# Bring out your tongs



## petehalsted (Aug 13, 2018)

So if you happened to read my post about grill some lamb chops last night, you know that I am sporting some medium rare knuckles this AM and have decided now that I am playing with fire I need better tools.

My short silicon tipped tongs work great on my portable smoke hollow for the RV and my Champ Chef Griddle and grill, but not some much for a rip roaring lump charcoal fire.

The silicone tends to be slippery and at times can make it hard to grip the food, the Lamb chops last night put up a heck of a fight and made it hard to get 45 degree turns for grill marks. They definitely weren't long enough to keep my knuckles from cooking either.

So what ya got, show me your favorite tongs for the smoker/grill. While at it, I also discovered I need a tool for bunching up the charcoal in the maze, when I need to reload, and spreading it out, after pulling the maze and switch the All-start into grill mode. I used my teppanyaki spatula from my griddle last night, which also didn't do my knuckles any favors. So show me all your cool tongs and other tools you use to play with fire.


----------



## AllAces (Aug 13, 2018)

My favorite grilling tongs are cheap, about 18 inches long and can be found at any restaurant suupply.


----------



## chopsaw (Aug 13, 2018)

Get yourself a meat hook , I could not be without one , for  whole muscle meats .






I have a long pair of  SS tongs for sausage . 



petehalsted said:


> I need a tool for bunching up the charcoal in the maze, when I need to reload, and spreading it out,



I didn't go out to take a picture , but one of the most useful things I use is something I made . A metal garden trowel , cut the handle off and attached it to 3 feet of 1/2 " conduit .


----------



## RiversideSm0ker (Aug 13, 2018)

petehalsted said:


> So if you happened to read my post about grill some lamb chops last night, you know that I am sporting some medium rare knuckles this AM and have decided now that I am playing with fire I need better tools.
> 
> My short silicon tipped tongs work great on my portable smoke hollow for the RV and my Champ Chef Griddle and grill, but not some much for a rip roaring lump charcoal fire.
> 
> ...


I bought just the tongs that are like this one at Walmart. They are sturdy and certainly long enough for a typical grill situation. I did not however buy the set with the brush. I just walked in to the garden area and found them on the rack. The thing I like best is how solid they feel. No flimsy hinges on this puppy. 

https://www.walmart.com/ip/BBQ-Mast...ongs-and-Silicone-Basting-Brush-Set/737515673

George


----------



## petehalsted (Aug 13, 2018)

Source data:
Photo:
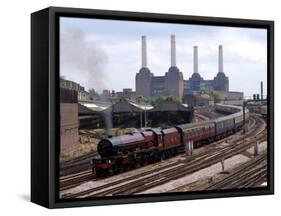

Given request:
Pick up the forum thread on grilling tongs and charcoal tools after its final line, and write the next part of the discussion.

Result for this task:
Chopsaw, I have seen the meat hooks but never used one, I always thought of them as more of a "rough tool" than a finesse tool, do you find that you can do things like rotate chops 45 degrees with them, or would you use your tongs for that?

Your trowel sounds handy.


----------



## chopsaw (Aug 13, 2018)

petehalsted said:


> Chopsaw, I have seen the meat hooks but never used one, I always thought of them as more of a "rough tool" than a finesse tool, do you find that you can do things like rotate chops 45 degrees with them, or would you use your tongs for that?
> 
> Your trowel sounds handy.


Pete , that hook works great . That one has a very fine point and very sharp point on it . Works great for rotating . Lift one side and re-position or flip . Search pig tail flipper .


----------



## oldsmokerdude (Aug 13, 2018)

I use my pig tail all the time: flipping meat on the grill, re positioning meat in the smoker, pulling smoker grates out to do something, transferring meat to a plate or foil pan. Not sure what I would do without it; probably have burned knuckles like the op.


----------



## mike243 (Aug 19, 2018)

They also make left handed pig tails for those who cant use both hands lol,works great but on fall apart tender items tongs or gloves wont cause a mess


----------



## petehalsted (Aug 19, 2018)

FYI, I ended up picking up this set from amazon, I played with the smaller one a bit doing some ham steak on the griddle for breakfast and definitely like it.

I also picked this up for moving coals around, cleaning ash etc. 

Thanks for all the input everyone, I probably still need to get a good pair of tongs the next time I go to one of the Restaurant Supply places.


----------



## chopsaw (Aug 19, 2018)

I thought you would be " hooked " .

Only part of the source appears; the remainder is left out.